[BEGIN Extract provided]

I've had a bit of a struggle finding childcare while she's sick this week- a struggle that I believe will come again because I work full-time outside the home. It really makes me wish we could make me staying home work. Although, I do really LOVE my job and my kiddos. I just need balance. Sigh.

On a totally different note, I watched a brilliant movie that made me cry and smile called "WarDance". It's a documentary about a group of school children in Uganda who win a regional music competition and get to represent their tribe at the National Music Festival. More than that, it's a story of hope in the midst of IMMENSE suffering, unthinkable cruelty, and harrowing warfare. These children are the most resilient babies I have ever seen and I'm floored by how tiny my problems are in comparison.

I saw a side of children, in this film, that left me awestruck. In spite of horrific circumstances, they survive- more than that... they thrive. I don't know if I could be as resilient as they are. Keep in mind, this movie is not for the faint of heart- it doesn't show anything but the kids do tell their stories... and what shocking stories they are.

[END Extract provided]

Given task 1: Could you shift every coordinate in the answers up by 66 and write out again the entries from the line with "of the blue" to the line with "x=550, y=90", requests included, while leaving the sample points unchanged?

[BEGIN The input]

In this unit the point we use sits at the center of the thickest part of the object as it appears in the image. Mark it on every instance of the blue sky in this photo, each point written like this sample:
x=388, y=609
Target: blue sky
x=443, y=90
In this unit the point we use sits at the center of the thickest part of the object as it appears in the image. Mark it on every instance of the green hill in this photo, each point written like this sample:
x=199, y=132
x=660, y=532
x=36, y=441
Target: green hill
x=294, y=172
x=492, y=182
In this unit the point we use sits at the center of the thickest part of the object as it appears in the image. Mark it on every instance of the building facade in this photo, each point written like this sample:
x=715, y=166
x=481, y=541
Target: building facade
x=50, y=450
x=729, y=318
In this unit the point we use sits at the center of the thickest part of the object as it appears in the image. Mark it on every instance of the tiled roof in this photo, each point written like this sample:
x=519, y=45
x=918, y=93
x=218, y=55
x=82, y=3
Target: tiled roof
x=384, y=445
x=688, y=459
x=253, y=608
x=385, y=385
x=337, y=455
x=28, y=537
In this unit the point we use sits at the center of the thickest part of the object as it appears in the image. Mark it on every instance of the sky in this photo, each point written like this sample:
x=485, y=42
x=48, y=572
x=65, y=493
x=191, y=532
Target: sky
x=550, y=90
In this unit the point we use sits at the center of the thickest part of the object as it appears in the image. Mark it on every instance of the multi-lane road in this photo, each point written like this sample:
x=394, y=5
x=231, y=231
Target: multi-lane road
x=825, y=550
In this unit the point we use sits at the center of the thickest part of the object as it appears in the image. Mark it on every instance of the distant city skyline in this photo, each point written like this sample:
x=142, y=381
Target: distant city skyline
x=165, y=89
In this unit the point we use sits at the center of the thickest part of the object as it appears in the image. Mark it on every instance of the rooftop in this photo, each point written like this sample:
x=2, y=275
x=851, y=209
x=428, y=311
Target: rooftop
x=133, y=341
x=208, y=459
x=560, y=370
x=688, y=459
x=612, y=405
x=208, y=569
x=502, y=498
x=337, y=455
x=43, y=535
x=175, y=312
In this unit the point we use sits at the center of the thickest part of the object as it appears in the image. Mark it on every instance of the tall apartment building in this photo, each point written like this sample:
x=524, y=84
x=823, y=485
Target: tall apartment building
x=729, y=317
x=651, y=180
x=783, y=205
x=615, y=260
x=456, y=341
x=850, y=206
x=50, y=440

[END The input]
[BEGIN The input]

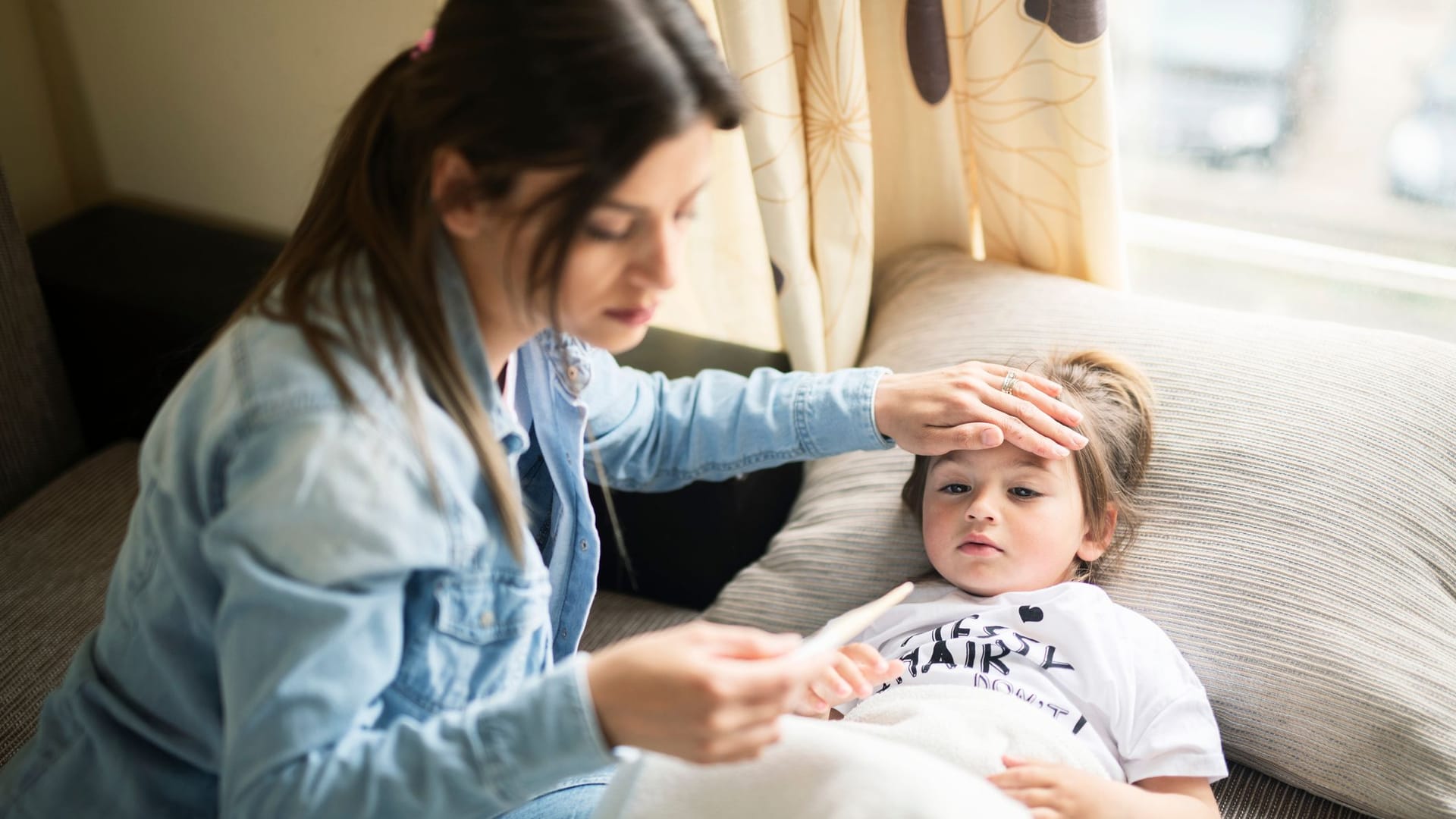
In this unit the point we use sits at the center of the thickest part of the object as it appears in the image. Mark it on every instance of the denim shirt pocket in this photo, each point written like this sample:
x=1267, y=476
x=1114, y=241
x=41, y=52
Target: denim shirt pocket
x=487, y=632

[END The input]
[BEGIN The input]

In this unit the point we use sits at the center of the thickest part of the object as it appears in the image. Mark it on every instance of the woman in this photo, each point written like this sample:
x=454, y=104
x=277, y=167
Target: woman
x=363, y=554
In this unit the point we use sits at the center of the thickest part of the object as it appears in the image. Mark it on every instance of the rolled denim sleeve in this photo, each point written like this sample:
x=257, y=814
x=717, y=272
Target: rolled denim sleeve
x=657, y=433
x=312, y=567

[END The input]

Given task 2: Can you echo the blog post word for word from "On a totally" to "are in comparison."?

Result 1:
In this unit the point we use sits at the center of the thickest part of the object as it appears in the image. Mark it on every instance of the blue sky in this photo, each point written like this sample:
x=388, y=609
Target: blue sky
x=509, y=156
In this unit the point we use sits at the center of the thickest part of the object as it appears in the image. Mark it on every instance of the green hill in this photo, each point written like this sample:
x=199, y=132
x=660, y=532
x=36, y=441
Target: green hill
x=360, y=238
x=558, y=248
In this unit the point we use sits at the center of the thickest part of the object as it appears in the image. Mark it on every instance of the building facade in this photo, each point written like this sample:
x=715, y=166
x=481, y=541
Target: building facade
x=116, y=516
x=795, y=384
In this unit the point we use sits at the center of the thickest part of the object as it appears in the image. Mark it on every instance of the tiled roof in this photo, each point written like this sample:
x=519, y=45
x=918, y=93
x=218, y=55
x=82, y=3
Target: tiled roof
x=450, y=511
x=754, y=525
x=319, y=674
x=451, y=451
x=403, y=521
x=94, y=603
In this unit the point we use sits at the center of the thickest part of the object as it appears in the image. Mark it on every instance of the sky in this photo, each point written like this sample:
x=485, y=42
x=48, y=572
x=65, y=493
x=191, y=532
Target: sky
x=616, y=156

Result 2:
On a totally different note, I watched a brilliant movie that made me cry and smile called "WarDance". It's a documentary about a group of school children in Uganda who win a regional music competition and get to represent their tribe at the National Music Festival. More than that, it's a story of hope in the midst of IMMENSE suffering, unthinkable cruelty, and harrowing warfare. These children are the most resilient babies I have ever seen and I'm floored by how tiny my problems are in comparison.